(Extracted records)
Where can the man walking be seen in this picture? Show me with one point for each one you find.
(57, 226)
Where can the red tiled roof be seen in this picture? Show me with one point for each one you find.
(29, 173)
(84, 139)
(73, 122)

■ Directive
Rewrite these lines as a Markdown table with the columns "Row" and "Line," giving each line a row number and leaving out any blank lines.

■ The result
| Row | Line |
|---|---|
| 1 | Where can the man walking be seen in this picture? Show me with one point for each one you find. |
| 2 | (57, 226) |
| 3 | Where can the red tiled roof be seen in this picture? Show me with one point for each one you find. |
| 4 | (29, 173) |
| 5 | (84, 139) |
| 6 | (73, 122) |